## start Given information

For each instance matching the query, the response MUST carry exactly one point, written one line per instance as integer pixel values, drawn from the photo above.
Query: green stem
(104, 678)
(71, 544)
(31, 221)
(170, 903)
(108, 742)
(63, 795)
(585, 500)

## end Given information

* **Set exercise**: Reproduce every one of the lines above word for word, changing nothing.

* **Written response**:
For each instance matching the query, the response MUST carry exactly one point, written one line per instance as integer pixel values, drawn from the photo above.
Query: green stem
(104, 678)
(71, 544)
(31, 221)
(170, 903)
(108, 742)
(63, 795)
(585, 500)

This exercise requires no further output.